BEGIN

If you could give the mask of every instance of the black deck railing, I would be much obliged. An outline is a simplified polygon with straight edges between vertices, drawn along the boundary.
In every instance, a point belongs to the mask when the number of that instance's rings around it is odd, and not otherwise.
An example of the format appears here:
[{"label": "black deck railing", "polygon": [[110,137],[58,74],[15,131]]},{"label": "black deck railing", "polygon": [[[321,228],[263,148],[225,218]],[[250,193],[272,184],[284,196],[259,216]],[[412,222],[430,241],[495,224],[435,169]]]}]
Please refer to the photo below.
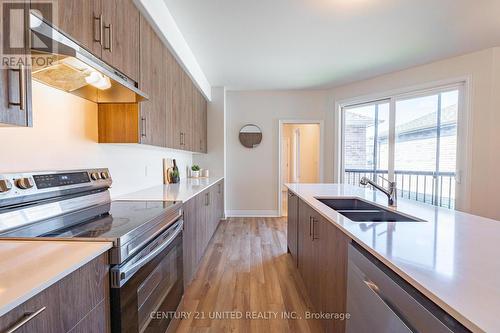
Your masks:
[{"label": "black deck railing", "polygon": [[[387,178],[387,170],[345,169],[344,183],[359,185],[363,177],[368,177],[380,185],[387,185],[378,176]],[[455,173],[432,171],[395,170],[398,196],[426,202],[440,207],[455,207]]]}]

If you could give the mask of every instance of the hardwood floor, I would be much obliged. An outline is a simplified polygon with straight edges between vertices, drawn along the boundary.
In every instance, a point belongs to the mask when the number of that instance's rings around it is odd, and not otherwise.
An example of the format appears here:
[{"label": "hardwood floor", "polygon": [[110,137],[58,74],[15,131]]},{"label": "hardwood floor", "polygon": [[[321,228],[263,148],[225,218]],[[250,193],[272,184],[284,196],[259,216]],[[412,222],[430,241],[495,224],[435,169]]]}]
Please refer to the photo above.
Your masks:
[{"label": "hardwood floor", "polygon": [[321,332],[286,239],[284,218],[222,221],[169,331]]}]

END

All of the material goes into the answer exactly as it stands, except for the pictures.

If you could give the mask of every instance of the black deck railing, I would be much obliged. An outline is a simplified polygon with straight edges between vertices, drawn along the boundary.
In every instance, a point belongs to the mask when the number of that instance's rings around it is odd, and not otherwise.
An example of the format appears here:
[{"label": "black deck railing", "polygon": [[110,137],[58,74],[15,131]]},{"label": "black deck railing", "polygon": [[[321,228],[263,148],[225,218]],[[250,193],[272,184],[284,196],[259,216]],[[412,222],[430,241],[495,224],[435,169]]]}]
Please refer to the photo below.
Your masks:
[{"label": "black deck railing", "polygon": [[[387,178],[387,170],[345,169],[344,183],[359,185],[363,177],[368,177],[380,185],[387,185],[378,176]],[[455,173],[432,171],[395,170],[398,196],[426,202],[440,207],[455,207]]]}]

If you could give the mask of every instance of the hardwood floor, I would be much obliged. An outline is a simplified polygon with straight edges between vertices, drawn along the boundary.
In every instance, a point belongs to the mask when the number of that instance's rings around it is odd, and not otherwise.
An example of the format appears here:
[{"label": "hardwood floor", "polygon": [[110,137],[58,74],[15,131]]},{"label": "hardwood floor", "polygon": [[[321,228],[263,148],[225,218]],[[250,193],[272,184],[284,196],[259,216]],[[412,222],[430,241],[495,224],[435,169]]]}]
Please refer to the photo above.
Your masks:
[{"label": "hardwood floor", "polygon": [[321,332],[286,239],[284,218],[222,221],[169,331]]}]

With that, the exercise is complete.